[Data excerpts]
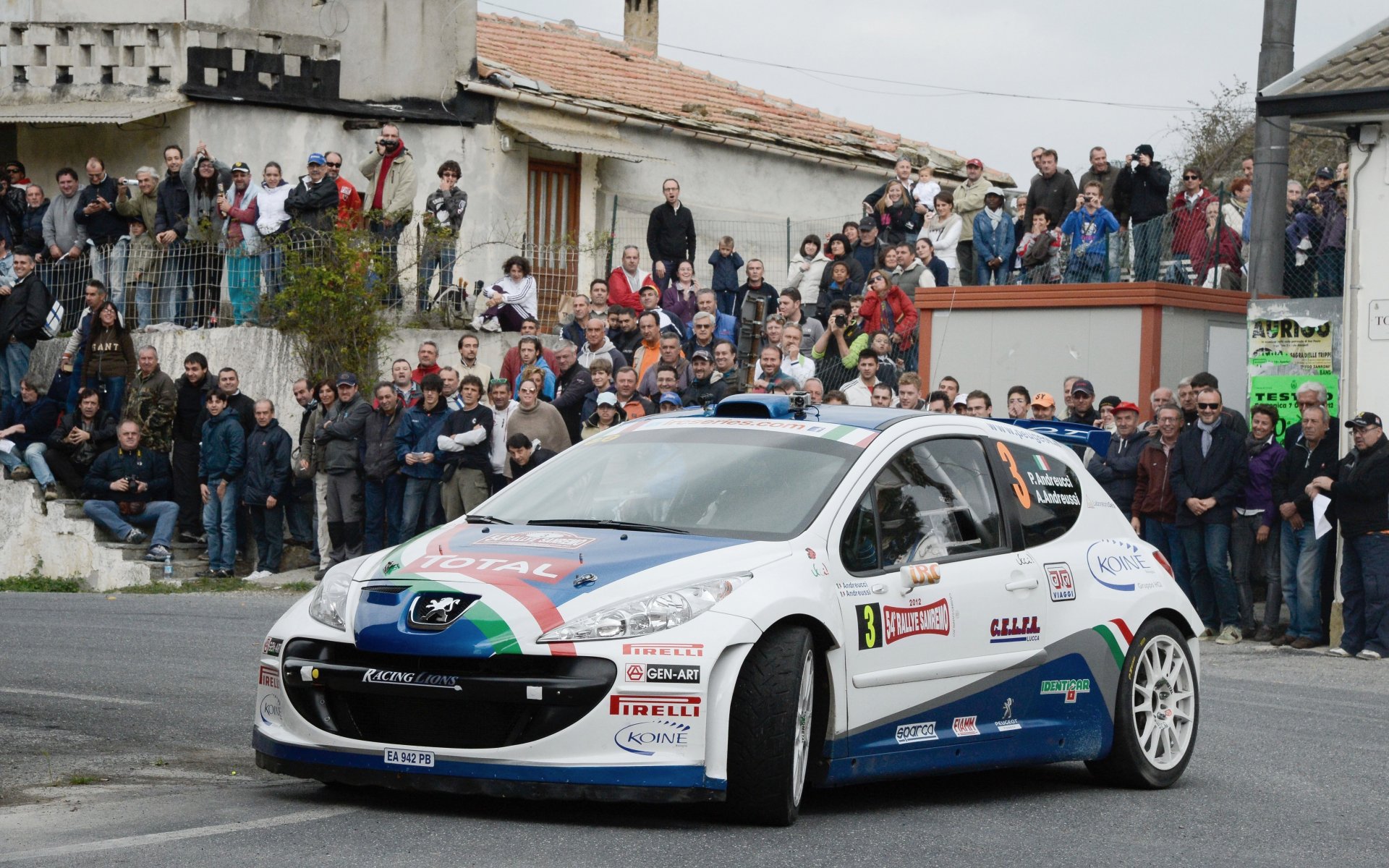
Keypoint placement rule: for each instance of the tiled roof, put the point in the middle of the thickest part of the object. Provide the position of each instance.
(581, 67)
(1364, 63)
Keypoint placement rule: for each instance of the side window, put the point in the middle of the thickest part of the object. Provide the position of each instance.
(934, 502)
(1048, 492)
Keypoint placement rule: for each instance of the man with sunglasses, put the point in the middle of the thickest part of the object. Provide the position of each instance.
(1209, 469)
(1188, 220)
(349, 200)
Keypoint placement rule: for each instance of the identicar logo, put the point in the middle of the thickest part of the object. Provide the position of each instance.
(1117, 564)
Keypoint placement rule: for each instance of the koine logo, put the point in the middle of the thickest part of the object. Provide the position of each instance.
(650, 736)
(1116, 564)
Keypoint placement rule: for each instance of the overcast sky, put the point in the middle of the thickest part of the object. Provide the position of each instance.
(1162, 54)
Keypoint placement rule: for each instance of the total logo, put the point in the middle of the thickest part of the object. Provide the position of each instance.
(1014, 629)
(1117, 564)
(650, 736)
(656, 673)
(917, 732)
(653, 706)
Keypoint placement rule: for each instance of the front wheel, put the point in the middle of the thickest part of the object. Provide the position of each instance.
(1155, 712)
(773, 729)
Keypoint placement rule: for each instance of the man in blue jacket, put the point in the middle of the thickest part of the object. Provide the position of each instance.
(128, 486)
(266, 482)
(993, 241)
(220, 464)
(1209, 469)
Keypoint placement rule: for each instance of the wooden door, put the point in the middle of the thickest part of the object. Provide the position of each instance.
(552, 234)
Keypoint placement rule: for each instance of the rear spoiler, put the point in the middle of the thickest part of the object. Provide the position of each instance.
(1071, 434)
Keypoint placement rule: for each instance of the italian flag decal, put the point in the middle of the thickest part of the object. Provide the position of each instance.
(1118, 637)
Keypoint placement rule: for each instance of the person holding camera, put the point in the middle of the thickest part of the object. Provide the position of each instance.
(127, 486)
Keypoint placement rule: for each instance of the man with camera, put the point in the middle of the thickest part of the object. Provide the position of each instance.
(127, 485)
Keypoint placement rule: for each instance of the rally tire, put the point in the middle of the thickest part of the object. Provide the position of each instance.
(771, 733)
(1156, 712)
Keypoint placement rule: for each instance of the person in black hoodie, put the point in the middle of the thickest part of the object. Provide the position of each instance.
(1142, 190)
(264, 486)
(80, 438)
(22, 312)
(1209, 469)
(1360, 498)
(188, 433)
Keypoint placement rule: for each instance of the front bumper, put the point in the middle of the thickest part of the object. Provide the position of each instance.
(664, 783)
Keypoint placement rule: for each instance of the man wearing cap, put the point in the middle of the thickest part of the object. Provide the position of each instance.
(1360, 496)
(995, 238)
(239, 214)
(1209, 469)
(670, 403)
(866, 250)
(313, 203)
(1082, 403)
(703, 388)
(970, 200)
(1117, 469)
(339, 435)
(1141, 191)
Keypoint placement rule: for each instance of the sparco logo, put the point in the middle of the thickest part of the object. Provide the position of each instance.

> [EXERCISE INSTRUCTIONS]: Give the data again exactly as written, with all pictures left out.

> [WRITTEN RESPONSE]:
Keypoint placement rule: for each instance of the tiled roof, put the point in the middle of the thickest part of the object. Provide the position of each instance.
(581, 67)
(1364, 63)
Keypoint placement rule: for each instance of the side window, put the point in the middle of the thickest part of the object. Provide the position of each instance.
(934, 502)
(1048, 492)
Keypoint placement rule: for each instance of the man with sunglasses, put the point in the middle of the thickest part of the object. Provide the position of each instance.
(1209, 469)
(1188, 220)
(349, 200)
Keypoint placement rule: for each instance of the identicar logo, put the point in the middle of the thickest part of the object. Provide the position of each instance.
(1117, 564)
Keypoint placement rule: for each instance of the koine logo, put the point in the middle of the thickest part of the object. Provide the position of each instance.
(650, 736)
(1116, 564)
Keypoint placement rule: for each instance of the overcast sky, put the point in the middle of the thickest part of the object. Provide the position of each instance.
(1162, 54)
Keypoint placement rule: for each instance of the total logo, put the point in the middle of the thickest part of the object. Provide the position of each instance.
(1014, 629)
(1117, 564)
(650, 736)
(656, 673)
(917, 732)
(653, 706)
Keypoint placement rule: for each instance of the front wheel, put the point in the middle of the thickest part of the object. Provide the position of each instance.
(1155, 712)
(773, 729)
Keypoint placement rule: for each instance of the man in blue jacket, put the point in the middle of the thickest part of the object. Provide the position of each instance.
(128, 486)
(266, 482)
(993, 241)
(220, 464)
(1209, 469)
Keypoint placement rule: for each instance of the wooden door, put the point in the middle of the thickest part of the object. Provide the position of each instance.
(552, 234)
Keypoint placement rule: for each instance of the rear spoiler, put the point in the middle of the thickest part of the object. Provide the position of each instance.
(1071, 434)
Keypoint placement rule: for each instance of the italian flag decal, put the point in the middle of the thickest part of the object. Provide the position of each instance.
(1118, 637)
Keypoint placement rule: for each instance of the person holding camera, put the point in the middle of the thickest part of the object. Provide the position of each instance.
(127, 486)
Keypoint placement rule: for each instance of the man with camera, put the point in the middle of the thickest part of the object. Provide the position of each instance.
(127, 485)
Keypoint placement rule: for each instance of the rally tire, put the point in the middle of the thickest part of the object. Provide the position of each instance.
(771, 733)
(1156, 712)
Keypoint placement rule: for each instance of the person in black hoodie, put the point in the middle of the thickest part of the object. Provide the position of each instance.
(1142, 190)
(264, 486)
(80, 438)
(22, 312)
(1209, 469)
(1360, 498)
(188, 433)
Keypoint placement rule: for each instance of the front bumper, put the point in the middle of the thickest part of the object. Provide the position of each instance.
(664, 783)
Keypoint placement rule: for each instance of the man wearing cap, put the point in the middle of the thickest part of the object. Provide the position of each instance.
(1360, 496)
(995, 238)
(239, 214)
(1209, 469)
(670, 403)
(866, 250)
(313, 203)
(1082, 403)
(703, 388)
(970, 200)
(1117, 469)
(339, 435)
(1141, 191)
Keypoint placement rule: for each instance of the sparco logo, put the point in the middle of the thickest part of the object. Provide the position of each instance.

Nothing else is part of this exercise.